Required work — Starting with the line that has "For the green t-shirt", retype each line down to the end of the entries below, without leaving any out or adding any.

Source records:
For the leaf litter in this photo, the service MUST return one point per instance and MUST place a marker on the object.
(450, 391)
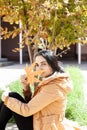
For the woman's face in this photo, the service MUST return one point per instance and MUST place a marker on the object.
(41, 64)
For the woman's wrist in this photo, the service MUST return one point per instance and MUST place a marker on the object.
(25, 88)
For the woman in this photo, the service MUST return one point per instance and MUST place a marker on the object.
(6, 113)
(48, 103)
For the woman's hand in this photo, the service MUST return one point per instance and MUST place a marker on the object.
(4, 95)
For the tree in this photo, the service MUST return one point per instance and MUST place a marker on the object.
(59, 23)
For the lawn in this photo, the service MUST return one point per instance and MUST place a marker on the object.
(76, 108)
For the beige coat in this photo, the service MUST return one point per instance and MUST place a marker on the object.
(48, 104)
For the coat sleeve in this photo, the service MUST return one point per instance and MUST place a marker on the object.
(46, 96)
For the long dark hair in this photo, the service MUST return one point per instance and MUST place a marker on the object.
(51, 59)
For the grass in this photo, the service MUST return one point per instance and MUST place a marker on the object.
(76, 107)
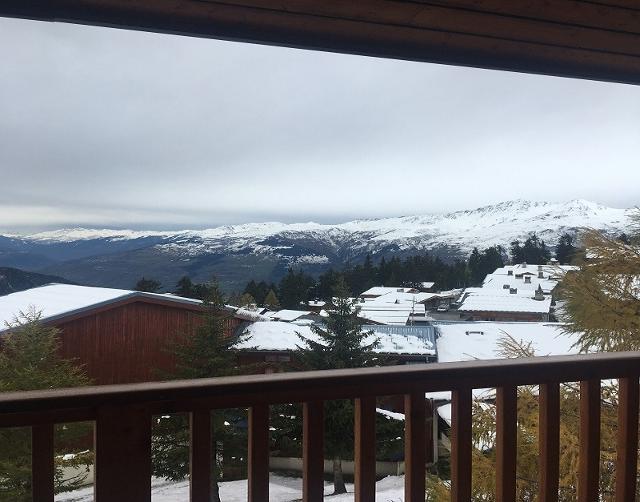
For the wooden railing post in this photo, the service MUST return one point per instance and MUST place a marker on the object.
(627, 444)
(549, 442)
(313, 451)
(42, 465)
(506, 443)
(589, 455)
(259, 453)
(461, 445)
(123, 454)
(365, 449)
(200, 458)
(415, 445)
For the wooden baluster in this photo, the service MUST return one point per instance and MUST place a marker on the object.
(365, 449)
(589, 469)
(42, 467)
(259, 453)
(414, 447)
(506, 443)
(123, 454)
(549, 442)
(200, 459)
(461, 445)
(627, 447)
(313, 451)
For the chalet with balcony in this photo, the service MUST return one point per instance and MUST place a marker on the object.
(568, 38)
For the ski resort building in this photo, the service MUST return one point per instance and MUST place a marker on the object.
(571, 39)
(119, 336)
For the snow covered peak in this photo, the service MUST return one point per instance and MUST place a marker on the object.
(482, 227)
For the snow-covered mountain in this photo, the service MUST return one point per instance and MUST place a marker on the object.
(265, 250)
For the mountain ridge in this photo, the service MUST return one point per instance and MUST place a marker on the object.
(237, 253)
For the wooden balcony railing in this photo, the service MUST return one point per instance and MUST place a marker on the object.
(122, 416)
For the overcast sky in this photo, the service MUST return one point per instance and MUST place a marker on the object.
(112, 128)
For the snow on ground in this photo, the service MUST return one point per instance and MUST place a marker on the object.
(481, 227)
(478, 340)
(276, 335)
(281, 489)
(54, 300)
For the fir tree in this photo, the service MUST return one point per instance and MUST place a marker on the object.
(341, 344)
(29, 360)
(184, 287)
(484, 440)
(602, 298)
(148, 285)
(566, 250)
(208, 352)
(271, 300)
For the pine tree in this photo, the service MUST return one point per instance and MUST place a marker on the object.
(484, 440)
(184, 287)
(29, 360)
(602, 299)
(271, 300)
(475, 270)
(566, 250)
(208, 352)
(148, 285)
(341, 343)
(246, 300)
(517, 252)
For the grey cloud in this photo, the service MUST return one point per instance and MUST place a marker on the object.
(104, 126)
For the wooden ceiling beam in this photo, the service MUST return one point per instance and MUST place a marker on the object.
(569, 38)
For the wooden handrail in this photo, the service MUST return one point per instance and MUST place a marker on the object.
(244, 391)
(123, 416)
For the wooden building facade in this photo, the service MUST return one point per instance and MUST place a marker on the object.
(129, 341)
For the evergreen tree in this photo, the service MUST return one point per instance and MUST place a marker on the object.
(246, 300)
(208, 352)
(295, 288)
(271, 300)
(341, 343)
(602, 298)
(184, 287)
(483, 434)
(535, 250)
(29, 360)
(517, 252)
(566, 250)
(475, 267)
(148, 285)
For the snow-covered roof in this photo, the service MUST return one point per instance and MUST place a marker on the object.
(398, 297)
(249, 314)
(396, 314)
(505, 303)
(467, 341)
(497, 281)
(478, 340)
(60, 300)
(383, 290)
(276, 335)
(288, 315)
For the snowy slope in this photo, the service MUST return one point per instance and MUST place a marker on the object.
(314, 242)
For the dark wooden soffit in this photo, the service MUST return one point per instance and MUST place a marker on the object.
(597, 39)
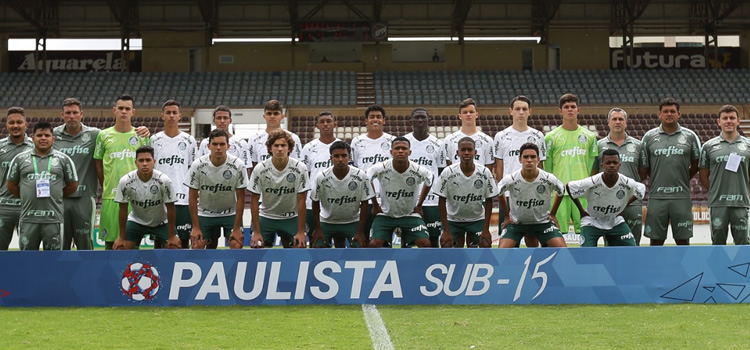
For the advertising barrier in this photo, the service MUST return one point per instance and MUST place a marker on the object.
(612, 275)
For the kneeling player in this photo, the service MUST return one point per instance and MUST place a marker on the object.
(342, 192)
(217, 183)
(283, 183)
(401, 206)
(466, 190)
(608, 194)
(531, 191)
(151, 195)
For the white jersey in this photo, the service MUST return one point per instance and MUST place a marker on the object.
(258, 151)
(530, 201)
(316, 156)
(465, 195)
(340, 199)
(399, 191)
(429, 153)
(217, 185)
(508, 144)
(605, 203)
(237, 148)
(147, 198)
(173, 156)
(279, 189)
(483, 144)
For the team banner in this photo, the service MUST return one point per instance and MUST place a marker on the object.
(708, 274)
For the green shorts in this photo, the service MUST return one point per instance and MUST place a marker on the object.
(212, 226)
(285, 228)
(568, 211)
(543, 232)
(134, 232)
(470, 229)
(109, 220)
(184, 223)
(79, 216)
(661, 212)
(9, 217)
(618, 236)
(633, 215)
(412, 228)
(722, 217)
(31, 234)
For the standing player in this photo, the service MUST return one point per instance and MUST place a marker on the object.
(467, 112)
(217, 183)
(629, 149)
(401, 201)
(372, 148)
(466, 190)
(174, 152)
(509, 141)
(284, 182)
(669, 155)
(531, 191)
(723, 170)
(340, 194)
(237, 146)
(317, 157)
(429, 152)
(608, 194)
(152, 196)
(115, 156)
(16, 142)
(41, 177)
(571, 152)
(273, 113)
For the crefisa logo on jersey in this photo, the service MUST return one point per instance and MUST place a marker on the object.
(540, 189)
(140, 282)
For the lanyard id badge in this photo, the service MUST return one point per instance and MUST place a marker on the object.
(42, 185)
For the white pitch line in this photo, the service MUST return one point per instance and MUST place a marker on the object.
(379, 335)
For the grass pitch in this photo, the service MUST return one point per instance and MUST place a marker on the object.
(676, 326)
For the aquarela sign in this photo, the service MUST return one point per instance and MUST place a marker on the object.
(73, 61)
(674, 58)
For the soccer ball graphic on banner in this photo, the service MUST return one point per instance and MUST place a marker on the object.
(140, 282)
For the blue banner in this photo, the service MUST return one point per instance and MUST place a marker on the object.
(611, 275)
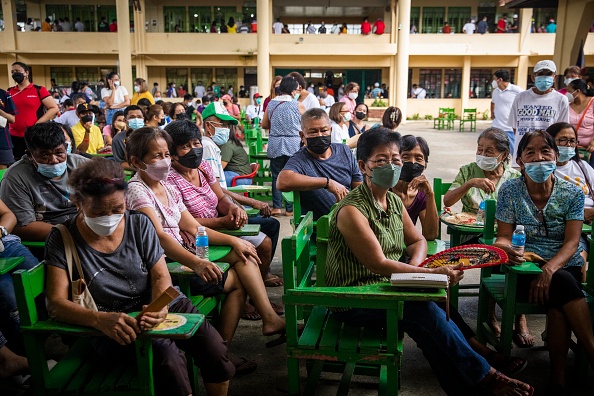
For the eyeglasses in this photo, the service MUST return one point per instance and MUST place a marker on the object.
(384, 161)
(542, 228)
(566, 142)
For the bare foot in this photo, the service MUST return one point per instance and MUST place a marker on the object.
(12, 364)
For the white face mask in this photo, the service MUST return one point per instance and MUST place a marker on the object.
(568, 80)
(487, 163)
(104, 225)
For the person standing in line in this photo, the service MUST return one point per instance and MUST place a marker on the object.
(483, 26)
(539, 107)
(33, 103)
(504, 93)
(115, 96)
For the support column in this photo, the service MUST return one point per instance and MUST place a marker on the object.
(9, 11)
(124, 48)
(264, 31)
(402, 56)
(522, 74)
(465, 92)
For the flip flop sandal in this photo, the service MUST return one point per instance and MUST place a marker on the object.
(510, 366)
(250, 313)
(245, 367)
(523, 340)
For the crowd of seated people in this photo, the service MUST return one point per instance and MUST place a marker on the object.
(373, 187)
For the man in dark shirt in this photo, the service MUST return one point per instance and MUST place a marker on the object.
(322, 172)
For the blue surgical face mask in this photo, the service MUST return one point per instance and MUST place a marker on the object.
(135, 123)
(52, 171)
(221, 136)
(543, 83)
(539, 172)
(566, 153)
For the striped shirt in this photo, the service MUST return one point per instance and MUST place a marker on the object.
(342, 267)
(201, 201)
(285, 124)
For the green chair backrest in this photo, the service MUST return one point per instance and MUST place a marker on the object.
(297, 268)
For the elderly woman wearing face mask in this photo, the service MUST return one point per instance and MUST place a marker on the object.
(581, 112)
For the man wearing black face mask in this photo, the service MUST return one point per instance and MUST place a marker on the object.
(321, 171)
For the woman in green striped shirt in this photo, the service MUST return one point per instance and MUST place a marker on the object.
(367, 232)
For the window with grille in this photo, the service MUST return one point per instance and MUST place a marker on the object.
(457, 17)
(452, 83)
(414, 17)
(430, 79)
(433, 18)
(174, 16)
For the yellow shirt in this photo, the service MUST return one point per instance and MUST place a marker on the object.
(95, 137)
(144, 95)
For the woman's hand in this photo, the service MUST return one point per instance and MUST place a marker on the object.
(454, 273)
(514, 257)
(420, 183)
(484, 184)
(118, 326)
(539, 288)
(151, 320)
(245, 250)
(208, 272)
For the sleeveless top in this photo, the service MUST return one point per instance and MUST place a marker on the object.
(342, 267)
(285, 124)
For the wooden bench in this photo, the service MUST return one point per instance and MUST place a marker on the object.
(81, 371)
(327, 343)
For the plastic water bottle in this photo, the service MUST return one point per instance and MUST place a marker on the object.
(480, 214)
(202, 243)
(519, 239)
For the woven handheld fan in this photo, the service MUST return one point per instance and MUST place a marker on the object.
(470, 256)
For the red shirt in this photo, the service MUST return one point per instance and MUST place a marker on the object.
(29, 108)
(501, 24)
(365, 27)
(379, 27)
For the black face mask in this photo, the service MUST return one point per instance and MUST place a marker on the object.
(410, 170)
(319, 144)
(18, 77)
(192, 159)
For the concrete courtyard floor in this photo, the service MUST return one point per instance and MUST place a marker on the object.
(449, 150)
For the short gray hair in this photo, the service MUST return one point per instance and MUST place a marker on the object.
(313, 114)
(499, 136)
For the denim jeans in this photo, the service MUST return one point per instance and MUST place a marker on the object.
(269, 226)
(9, 316)
(276, 166)
(457, 367)
(229, 175)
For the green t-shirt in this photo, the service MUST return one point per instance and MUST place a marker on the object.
(236, 157)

Exercise output —
For the green t-shirt in this photo, the service MUST return one point per instance and MUST place a marker on the object.
(236, 157)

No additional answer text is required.